— Some records —
::::::
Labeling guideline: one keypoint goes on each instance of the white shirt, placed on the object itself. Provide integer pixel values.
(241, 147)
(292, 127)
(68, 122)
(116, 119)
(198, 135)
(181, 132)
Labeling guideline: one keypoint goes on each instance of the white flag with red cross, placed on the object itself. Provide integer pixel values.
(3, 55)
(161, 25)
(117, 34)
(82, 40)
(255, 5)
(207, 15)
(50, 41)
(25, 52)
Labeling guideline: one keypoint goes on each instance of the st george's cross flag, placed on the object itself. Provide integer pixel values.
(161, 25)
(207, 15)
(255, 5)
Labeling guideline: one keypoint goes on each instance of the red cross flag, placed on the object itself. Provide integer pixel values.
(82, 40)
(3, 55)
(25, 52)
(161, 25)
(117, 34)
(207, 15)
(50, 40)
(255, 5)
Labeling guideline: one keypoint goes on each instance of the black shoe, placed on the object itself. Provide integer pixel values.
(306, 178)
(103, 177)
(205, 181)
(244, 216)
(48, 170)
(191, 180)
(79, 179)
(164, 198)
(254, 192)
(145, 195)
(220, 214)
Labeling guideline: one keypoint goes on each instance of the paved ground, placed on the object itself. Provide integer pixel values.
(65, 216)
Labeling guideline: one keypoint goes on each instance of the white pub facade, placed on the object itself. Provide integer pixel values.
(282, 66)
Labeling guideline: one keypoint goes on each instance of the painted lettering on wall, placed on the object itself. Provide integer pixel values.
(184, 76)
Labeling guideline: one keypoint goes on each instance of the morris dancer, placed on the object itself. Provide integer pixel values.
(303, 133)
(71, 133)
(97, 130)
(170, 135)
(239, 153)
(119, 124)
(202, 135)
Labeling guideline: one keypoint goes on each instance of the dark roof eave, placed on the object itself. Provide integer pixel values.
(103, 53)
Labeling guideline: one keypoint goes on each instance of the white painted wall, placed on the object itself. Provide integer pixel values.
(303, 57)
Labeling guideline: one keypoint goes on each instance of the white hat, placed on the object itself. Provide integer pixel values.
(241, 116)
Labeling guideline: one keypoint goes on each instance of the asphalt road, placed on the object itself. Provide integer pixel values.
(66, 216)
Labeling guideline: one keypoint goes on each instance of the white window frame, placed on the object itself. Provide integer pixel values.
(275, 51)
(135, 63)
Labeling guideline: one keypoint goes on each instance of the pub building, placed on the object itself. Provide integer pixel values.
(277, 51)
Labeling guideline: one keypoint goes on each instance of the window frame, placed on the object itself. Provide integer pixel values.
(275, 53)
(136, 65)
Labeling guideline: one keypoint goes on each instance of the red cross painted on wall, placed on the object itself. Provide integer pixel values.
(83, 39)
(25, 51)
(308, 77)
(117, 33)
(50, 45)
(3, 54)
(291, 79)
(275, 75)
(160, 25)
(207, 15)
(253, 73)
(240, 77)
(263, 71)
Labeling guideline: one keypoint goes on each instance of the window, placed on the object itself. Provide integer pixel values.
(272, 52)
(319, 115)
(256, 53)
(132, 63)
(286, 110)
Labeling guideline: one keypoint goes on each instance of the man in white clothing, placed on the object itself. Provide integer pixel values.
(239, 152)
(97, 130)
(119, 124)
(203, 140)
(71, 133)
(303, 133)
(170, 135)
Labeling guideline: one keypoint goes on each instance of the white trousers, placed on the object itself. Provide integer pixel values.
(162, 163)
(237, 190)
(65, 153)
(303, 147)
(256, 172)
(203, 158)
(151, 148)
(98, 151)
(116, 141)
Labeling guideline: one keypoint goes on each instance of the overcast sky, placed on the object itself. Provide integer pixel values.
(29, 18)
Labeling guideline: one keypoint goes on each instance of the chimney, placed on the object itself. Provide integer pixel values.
::::::
— Written request —
Take the listing above and set it down exactly.

— Exercise result —
Labeling guideline: one keypoint goes on each instance of the white shirt, placed on the object itself. Provide integer pixel values.
(241, 147)
(292, 127)
(68, 122)
(116, 119)
(198, 135)
(181, 132)
Labeling guideline: one keypoint goes on each instance of the white flag with red cross, placed on the object itself. Provide integer pixel values.
(3, 55)
(161, 25)
(117, 34)
(82, 40)
(255, 5)
(207, 15)
(50, 41)
(25, 52)
Labeling guideline: one keypoint goes on each instance of the st george's cross flag, placed on the object itself. Provide integer pixel values.
(161, 25)
(207, 15)
(255, 5)
Labeling guideline: one keypoint goes on each instance of the red cross flag, placed on the object itself. Provide integer pixel values.
(82, 40)
(3, 55)
(25, 52)
(161, 25)
(117, 34)
(207, 15)
(50, 40)
(255, 5)
Labeling guideline: one keypoint goes on each instance of the black shoe, placed on the object itself. Provide integer pixel values.
(306, 178)
(103, 177)
(205, 181)
(244, 216)
(48, 170)
(191, 180)
(79, 179)
(164, 198)
(254, 192)
(145, 195)
(220, 214)
Labeling guideline: one keypoint goes on each instance of the paved ground, placed on the object itself. Provide integer pixel values.
(65, 216)
Labeling guideline: one keypoint goes on each instance of the white pub facade, placed on the object itself. Provide integer pixel values.
(282, 66)
Labeling guideline: one keypoint goes on each instance of the painted lettering on wall, placed on the object itself. Provide integer pixel values.
(184, 76)
Labeling guideline: one keypoint goes on each instance of the morris dancer, placed on the object itself. Provide integer pixel values.
(303, 133)
(71, 133)
(97, 130)
(170, 135)
(239, 153)
(119, 124)
(202, 135)
Labeling guideline: one keypoint goes on each instance of the dark roof eave, placed on the object itself. Provide integer pixel values.
(103, 53)
Labeling guideline: one keypoint goes on each instance of the white painted wall, placed on the object itself. Provide integer pixel values.
(303, 57)
Labeling guideline: one keypoint goes on each instance of the white hat, placed on the object itself. Provide integer pixel values.
(241, 116)
Labeling guideline: one keypoint goes on each instance of the asphalt road, placed on the object itself. Provide integer pixel values.
(66, 216)
Labeling guideline: one keypoint goes on each instance of the white window frame, placed on the object itself. Provide integer pixel values.
(275, 51)
(135, 63)
Labeling guideline: one keypoint goes on each instance of the pub building, placed on the object itself. Provide integer pixel values.
(277, 51)
Labeling guideline: one keypoint goes on each instance of the window frame, placed on the object itself. Provide integer pixel values.
(275, 53)
(136, 65)
Labeling guideline: one keypoint goes on each instance of the red cross painted on wall, placed on the object itself. Provide integer pixel values.
(83, 39)
(25, 51)
(308, 77)
(117, 33)
(50, 45)
(3, 54)
(291, 79)
(275, 75)
(160, 25)
(207, 15)
(253, 73)
(240, 77)
(263, 71)
Labeling guideline: one keypoint goes on each instance of the window, placed on the object itself. Provide integer pixel values.
(272, 52)
(319, 115)
(256, 53)
(132, 63)
(286, 110)
Labeling guideline: one keypoint goes on each instance of the man in white clothing, placed on the object itself. Provide integer pixel values.
(239, 152)
(97, 130)
(119, 124)
(203, 140)
(71, 133)
(303, 133)
(170, 135)
Labeling guideline: one keypoint goes on each instance of the white trousers, placed on the object itself. Provide integer pixel values.
(162, 163)
(237, 190)
(65, 153)
(303, 147)
(256, 172)
(203, 158)
(151, 148)
(98, 151)
(116, 141)
Labeling guideline: one keypoint goes on each instance of the overcast sky, placed on the object itself. Provide integer pixel values.
(29, 18)
Labeling guideline: one keypoint goes on each instance of the chimney, placed on the object itself. Provide integer pixel values.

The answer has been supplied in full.